EXCERPT TO READ
## begin

I do love that because the common good is deep in Catholic social teaching, in Protestant notions of public good, in the black church, in evangelical revival, but also in Judaism and even in Islam. I knew nothing about the common good in Islam until I began to research this, and you can access this from our democratic secular constitutional tradition. So common good can be accessed from any of our traditions, and it can challenge, I would say, the individualisms of the right and individualisms of the left and the selective morality of both left and right in a new politics of the common good.

Anderson: You are talking about left and right really not having credence any more, or predictability, or maybe even any use that is good for the common good.

Wallis: Well, left and right, let us remember, are not religious categories or moral categories. They are political and ideological categories, and they create this notion—and the media is worse than the politicians—that there are only two sides to every issue. When they have you on these TV shows, they do pre-interviews, you know, on the phone, and I have learned they are auditions to see if the talking heads have enough conflict to make for good television. You know, they do not want to find we have a politics of fear and a politics of blame in this country, and both sides do it. The country is hungry for politics of solutions and politics of hope, and that is a very different kind of politics. And so what is conservative or liberal means little to me, but what is right and what works means much more.

Anderson: It is interesting—your work, which I have followed over the years, being a subscriber to the magazine for decades… You really follow Jesus, don’t you? Phyllis Tickle, the author and theologian, has just written a book called The Words of Jesus, and she said that when she field tested it, it was like the red-letter edition with everything stripped out except the words of Jesus. And when they all got done, they all kind of said, we do not like the guy very much. And you have made the statement—they said that he was scary, and you have made the statement, and I think that is just really a wonderful litmus test for me personally, either the words of Jesus are authoritative or they are not. Could you say a word about that?

Wallis: Well, the religious right is being replaced by Jesus, and that is progress, I think. (Laughter and applause.) I tell the story in the book about how we did the God’s Politics event in Nashville. In Nashville, you don’t do a book signing or lecture, you do a concert. So Jars of Clay, and Emmylou Harris, and Buddy Miller, Ashley Cleveland, all sang and I got to preach and we sold out the Belcourt Theater twice in one night. It was a great concert.

The next day I was interviewed by this guy, and he spoke like we are just speaking. He is on the radio, he says, “Now I am a secular, Jewish country music song writer and disc jockey, but I love your stuff.” He said, “I think there is a movement growing, and it has got to have a name. I have a suggestion for you.”

I said, “What is that?”

## end

WORK INSTRUCTIONS
(a) In the interview, which performers does Wallis name as having sung at the God's Politics event in Nashville?
(b) Carry the interview forward from its last line.
The records that come next have no connection to the interview.

EXTRACTED RECORDS

## begin

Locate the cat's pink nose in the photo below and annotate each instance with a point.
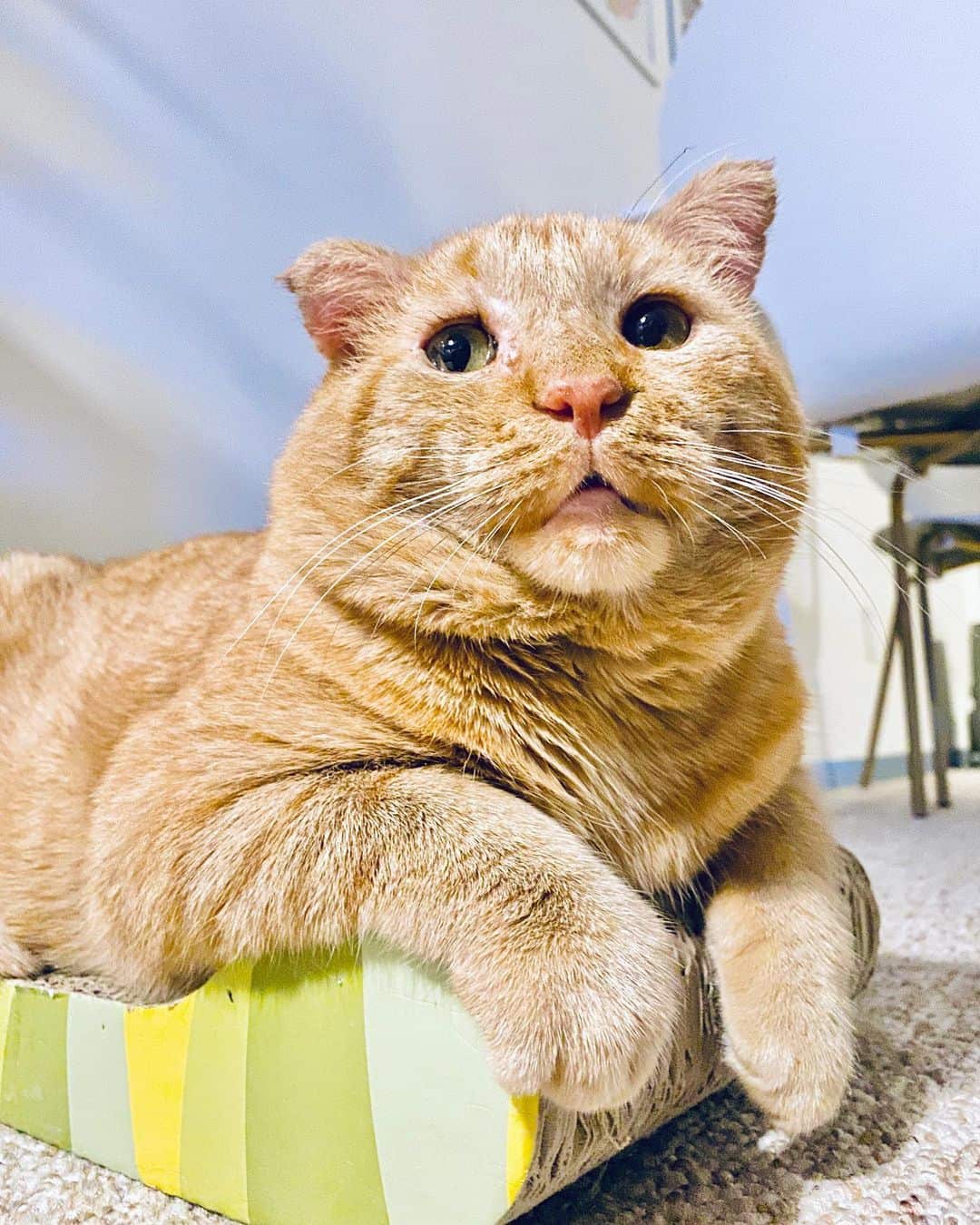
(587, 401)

## end
## begin

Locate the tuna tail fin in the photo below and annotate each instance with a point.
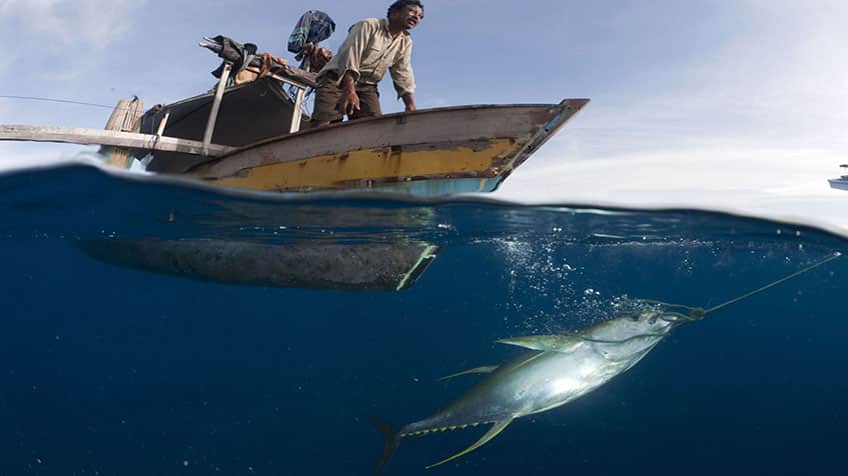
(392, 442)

## end

RESULTS OF THE TASKS
(a) Jars of Clay, Emmylou Harris, Buddy Miller, Ashley Cleveland

(b)
He said, “Call yourselves the ‘the Red-Letter Christians,’ that stuff in red that Jesus said, I like the red stuff. The rest I can do without.”

Brian McLaren, who was here last week, and Shane Claiborne, Tony Campolo and Amy Sullivan, a bunch of us got together and now we are calling ourselves the Red-Letter Christians because, you know, I like the other stuff too, I really do, I am an evangelical. I like the whole Bible, but the red stuff has not gotten the attention that it deserves.

We have lost the red stuff. We have lost the teaching of Jesus, and a whole new generation wants to know that. They want to know what did Jesus mean by this, when he did this what does that suggest, or what did he say or what did he do? So there is really a going back to Jesus, and it is very simple, it’s always been what reforms the church. In every single Catholic order, what the founder does, he or she goes back to Jesus. At every evangelical revival, we go back to Jesus.

I mean it should be simple. I know it is a news flash, but most people think that Christians ought to be those who pay attention to Jesus. I am not sure why they think that, (Laughter) but that is what they think. And so, when we get back to Jesus, somehow our faith comes alive again, and it begins to make sense to people in the world again.

Anderson: But the words of Jesus can be kind of hard.

Wallis: It is not I am okay and you are okay.

Anderson: That is right it certainly is not. There is clearly—and you write extensively about it, as do many theologians—the Gospel preference for the poor. I mean, you cannot read anything, including the Sermon on the Mount or any of the words of Jesus, as he is always pointing our responsibility, those who have much, toward the needs of those who have little. Is there good news, given the Gospel preference for the poor, for all of us comfortable people? Because I was taught in seminary, “Howard, your job is to comfort the afflicted and afflict the comfortable.” Well, we are the comfortable. Is there good news for us as well?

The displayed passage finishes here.